• **INFORMATION**
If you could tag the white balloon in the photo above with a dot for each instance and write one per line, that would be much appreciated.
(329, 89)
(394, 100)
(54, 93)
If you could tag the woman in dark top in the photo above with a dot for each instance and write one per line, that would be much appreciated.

• **ASSIGNMENT**
Write the data out again, verbatim.

• **OUTPUT BELOW**
If you could tag the white balloon in the photo above with a dot for each instance and write one per line, that would be much appreciated.
(329, 89)
(394, 100)
(54, 93)
If you could tag the woman in dark top in the photo above with a dot for each instance and write one per line, that would be much appreciated.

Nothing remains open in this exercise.